───── ФРАГМЕНТ ИСТОЧНИКА

Эдуард Багрицкий. Стихотворения и поэмы. Новая Библиотека поэта. Малая серия. - СПб.: Академический проект, 2001, 304 с.
ДЛЯ ТОГО чтобы убить поэта, достаточно включить его в школьную программу. Знать будут все, читать - никто.
Пока поэзия Серебряного века находилась под негласным запретом, она служила неким паролем, благодаря которому интеллигенты опознавали друг друга. Советские поэты при этом присутствовали, но говорить о них было как-то неприлично. Их издавали, что весьма дурно их характеризовало.
Наступило новое время. Официальное признание Серебряного века сильно девальвировало его достижения в глазах общественности, но никак не отразилось на репутации советских поэтов. Их просто перестали печатать. "Новая Библиотека поэта" благородно начала свой путь с издания Кузмина и Волошина, восстанавливая историческую справедливость по отношению к полузабытым классикам.
Малая серия "Новой Библиотеки поэта" тоже начала вполне предсказуемо: с Шершеневича и Крученых. Вышел в свет Борис Садовской, готовятся Николай Минский, Бурлюки. Все правильно, все гармонично. И вдруг в этом замечательном списке появился Эдуард Багрицкий.
А как раз из школьной программы все мы помним, что Багрицкий - это то же "взвейтесь-развейтесь", только другими словами. Словом, такой нормальный советский поэт. Может, и не стоило его переиздавать? Тем более что с представительской точки зрения нынешнее издание сильно уступает предыдущему ("Библиотека поэта", "Большая серия", 1964), а отличается, в общем-то, маловыразительной статьей Михаила Кузмина и фрагментом исследований Максима Шраера, которые опять-таки не вполне свободны от идеологического налета. Что ни говорите, а советская поэзия очень удобна для выявления всяческих тенденций.
Однако Багрицкий все же почему-то удобен не вполне. Автоматически причисляемый к когорте комсомольских поэтов, он старше их примерно на десятилетие. Он ровесник Есенина, и относительно поздний его приход в литературу связан с географической отдаленностью Одессы от столиц. В Москву Багрицкий переехал в 1925 году - только с этого времени начинается его слава, пик которой приходится на конец 20-х - 30-е годы.
А потом его стали забывать. Хоронили поэзию Багрицкого под хорошо известный мотив - "Нас водила молодость / В сабельный поход┘" Поэзия Багрицкого умирала так, как умирала его пионерка, его Опанас. Все они гибли, не способные противиться мощному натиску упорядоченной силы: силы лозунгов, порядка, культа, организации. И сам Багрицкий уже посмертно попал в опалу на всесильной волне борьбы с космополитизмом. Но поэт Багрицкий слушал другой прибой. Его волны накатывали горлом и хребтом, будили голод и похоть: "Так бей же по жилам, / Кидайся в края,/ Бездомная молодость, / Ярость моя!" Багрицкий умер молодым. И не только в физическом смысле. Его поэтический дар нес в себе удивительную память о молодости мира. А мир старел на глазах и душил поэта.

──────────

» ЗАДАНИЕ A:
Замените «stained glass» на «colored glass» в строках записей, начиная со строки с «[indicate] the woman's ear» и до конца записей, и выведите эти строки. Больше ничего в них не меняйте.

───── ИСХОДНЫЕ ДАННЫЕ

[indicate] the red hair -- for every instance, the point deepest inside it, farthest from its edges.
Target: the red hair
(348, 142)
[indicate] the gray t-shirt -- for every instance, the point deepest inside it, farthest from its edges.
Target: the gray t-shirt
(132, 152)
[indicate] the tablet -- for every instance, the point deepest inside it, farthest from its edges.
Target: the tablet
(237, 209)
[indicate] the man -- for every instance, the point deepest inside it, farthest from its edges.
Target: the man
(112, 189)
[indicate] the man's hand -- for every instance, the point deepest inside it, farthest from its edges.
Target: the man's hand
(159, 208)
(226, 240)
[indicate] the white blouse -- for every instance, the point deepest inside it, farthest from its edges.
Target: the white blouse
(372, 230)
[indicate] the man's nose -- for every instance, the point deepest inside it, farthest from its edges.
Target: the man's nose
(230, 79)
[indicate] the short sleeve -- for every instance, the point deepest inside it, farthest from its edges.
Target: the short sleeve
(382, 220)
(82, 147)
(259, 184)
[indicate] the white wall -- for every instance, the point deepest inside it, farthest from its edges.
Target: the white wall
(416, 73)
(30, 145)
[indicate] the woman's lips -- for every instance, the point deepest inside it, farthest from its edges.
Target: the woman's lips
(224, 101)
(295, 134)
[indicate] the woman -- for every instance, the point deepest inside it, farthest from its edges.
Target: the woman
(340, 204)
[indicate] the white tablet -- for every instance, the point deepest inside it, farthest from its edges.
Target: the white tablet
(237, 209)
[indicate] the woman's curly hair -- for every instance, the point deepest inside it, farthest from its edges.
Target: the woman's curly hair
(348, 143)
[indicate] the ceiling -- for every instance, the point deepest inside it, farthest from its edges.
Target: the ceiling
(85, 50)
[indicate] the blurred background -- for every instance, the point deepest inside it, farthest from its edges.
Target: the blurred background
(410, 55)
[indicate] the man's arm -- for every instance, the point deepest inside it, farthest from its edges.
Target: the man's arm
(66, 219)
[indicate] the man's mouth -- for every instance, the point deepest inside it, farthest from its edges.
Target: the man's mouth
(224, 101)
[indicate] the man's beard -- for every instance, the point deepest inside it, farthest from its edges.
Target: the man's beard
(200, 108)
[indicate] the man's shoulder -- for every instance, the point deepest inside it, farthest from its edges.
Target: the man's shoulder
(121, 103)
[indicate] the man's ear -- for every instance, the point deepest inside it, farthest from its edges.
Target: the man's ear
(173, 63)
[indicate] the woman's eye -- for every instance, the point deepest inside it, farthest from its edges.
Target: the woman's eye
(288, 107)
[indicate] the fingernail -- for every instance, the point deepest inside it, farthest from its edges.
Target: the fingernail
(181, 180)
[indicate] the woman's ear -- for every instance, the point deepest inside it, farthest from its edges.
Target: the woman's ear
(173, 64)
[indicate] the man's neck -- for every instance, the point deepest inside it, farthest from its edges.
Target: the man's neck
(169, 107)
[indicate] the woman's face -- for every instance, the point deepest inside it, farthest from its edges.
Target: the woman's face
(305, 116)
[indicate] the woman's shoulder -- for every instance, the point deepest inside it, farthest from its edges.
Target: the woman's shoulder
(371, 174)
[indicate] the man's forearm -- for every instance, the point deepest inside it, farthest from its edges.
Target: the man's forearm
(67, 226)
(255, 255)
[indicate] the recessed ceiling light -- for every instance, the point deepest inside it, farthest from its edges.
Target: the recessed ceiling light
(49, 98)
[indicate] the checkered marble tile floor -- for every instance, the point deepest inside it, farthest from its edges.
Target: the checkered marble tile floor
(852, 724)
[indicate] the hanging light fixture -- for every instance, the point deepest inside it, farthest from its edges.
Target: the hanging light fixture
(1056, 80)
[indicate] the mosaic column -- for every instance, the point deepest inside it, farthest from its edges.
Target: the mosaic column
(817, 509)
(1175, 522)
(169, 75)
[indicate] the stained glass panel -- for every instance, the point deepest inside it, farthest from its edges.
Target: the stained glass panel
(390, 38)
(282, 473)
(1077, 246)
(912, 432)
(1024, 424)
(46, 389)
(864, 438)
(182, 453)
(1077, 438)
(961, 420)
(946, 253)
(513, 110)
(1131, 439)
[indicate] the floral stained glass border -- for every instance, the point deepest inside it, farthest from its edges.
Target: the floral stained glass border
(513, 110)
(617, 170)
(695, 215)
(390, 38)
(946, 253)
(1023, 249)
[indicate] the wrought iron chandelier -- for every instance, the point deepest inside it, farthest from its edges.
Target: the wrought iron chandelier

──────────

» ЗАДАНИЕ B:
Пожалуйста, верните дословно отрывок из текста о Багрицком, начиная со слов «ДЛЯ ТОГО чтобы» и до слов «к полузабытым классикам.» включительно.

» ПРАВИЛЬНЫЙ ОТВЕТ A:
[indicate] the woman's ear -- for every instance, the point deepest inside it, farthest from its edges.
Target: the woman's ear
(173, 64)
[indicate] the man's neck -- for every instance, the point deepest inside it, farthest from its edges.
Target: the man's neck
(169, 107)
[indicate] the woman's face -- for every instance, the point deepest inside it, farthest from its edges.
Target: the woman's face
(305, 116)
[indicate] the woman's shoulder -- for every instance, the point deepest inside it, farthest from its edges.
Target: the woman's shoulder
(371, 174)
[indicate] the man's forearm -- for every instance, the point deepest inside it, farthest from its edges.
Target: the man's forearm
(67, 226)
(255, 255)
[indicate] the recessed ceiling light -- for every instance, the point deepest inside it, farthest from its edges.
Target: the recessed ceiling light
(49, 98)
[indicate] the checkered marble tile floor -- for every instance, the point deepest inside it, farthest from its edges.
Target: the checkered marble tile floor
(852, 724)
[indicate] the hanging light fixture -- for every instance, the point deepest inside it, farthest from its edges.
Target: the hanging light fixture
(1056, 80)
[indicate] the mosaic column -- for every instance, the point deepest inside it, farthest from its edges.
Target: the mosaic column
(817, 509)
(1175, 522)
(169, 75)
[indicate] the colored glass panel -- for every instance, the point deepest inside it, farthest from its edges.
Target: the colored glass panel
(390, 38)
(282, 473)
(1077, 246)
(912, 432)
(1024, 424)
(46, 389)
(864, 438)
(182, 453)
(1077, 438)
(961, 420)
(946, 253)
(513, 110)
(1131, 439)
[indicate] the floral colored glass border -- for every instance, the point deepest inside it, farthest from its edges.
Target: the floral colored glass border
(513, 110)
(617, 170)
(695, 215)
(390, 38)
(946, 253)
(1023, 249)
[indicate] the wrought iron chandelier -- for every instance, the point deepest inside it, farthest from its edges.
Target: the wrought iron chandelier

» ПРАВИЛЬНЫЙ ОТВЕТ B:
ДЛЯ ТОГО чтобы убить поэта, достаточно включить его в школьную программу. Знать будут все, читать - никто.
Пока поэзия Серебряного века находилась под негласным запретом, она служила неким паролем, благодаря которому интеллигенты опознавали друг друга. Советские поэты при этом присутствовали, но говорить о них было как-то неприлично. Их издавали, что весьма дурно их характеризовало.
Наступило новое время. Официальное признание Серебряного века сильно девальвировало его достижения в глазах общественности, но никак не отразилось на репутации советских поэтов. Их просто перестали печатать. "Новая Библиотека поэта" благородно начала свой путь с издания Кузмина и Волошина, восстанавливая историческую справедливость по отношению к полузабытым классикам.